- SUPPLIED TEXT -

Detectives outside the apartment searched the Dumpster and found a handwritten bill of sale for a Smith & Wesson .357 Magnum. The buyer was listed as J. T. Jay, and the date was January 28. The “J” was written to look like a “G”—the same peculiarity in handwriting present in Sam Jesse’s signature on the rental agreement.

On the rental agreement, Jesse had listed his employer as Metro Transit, Seattle’s bus system, and noted that he worked nights. He did not, of course, work for the transit company; he didn’t have a job at all.

The investigators gathered up their bags of evidence, and double-locked the apartment. Back at the Homicide Unit, detectives got word that Sam Jesse had been taken into custody in Hawaii as he left the plane. He had told FBI agents that he knew nothing of a bank robbery or shooting in Seattle.

Sergeant Don Cameron drove to the home of Jesse’s mother and explained as gently as he could about her son’s arrest for bank robbery. The shocked woman said she had seen Sam last on Sunday afternoon, the day before the Prudential Bank robbery. He had told her then that he might be going away with friends for a week, but gave no details beyond that.

- JOB -
Continue the account of the Sam Jesse bank robbery investigation, picking up after its final sentence. The material after this point comes from a separate source.

- SOURCE EXCERPT -

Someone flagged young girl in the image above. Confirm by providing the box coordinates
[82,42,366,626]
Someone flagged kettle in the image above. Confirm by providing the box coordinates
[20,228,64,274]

- ANSWER TO THIS PROBLEM -
His mother had come to understand Sam’s need to get away occasionally. It was his pattern, she said, to go into the hills a few times a year, and he told her he had been cutting wood for spending money. He’d told her that he worked for Metro Transit until six months before. She didn’t mention the janitorial job. Sam was quite intelligent, she said, and he had completed several semesters of
college at Bellevue Community College where he’d been principally focused on mathematics. When Cameron asked her about Sam’s personality and if he was ever violent, she shook her head in surprise. On the contrary, she said, he was always easygoing and mild around his family.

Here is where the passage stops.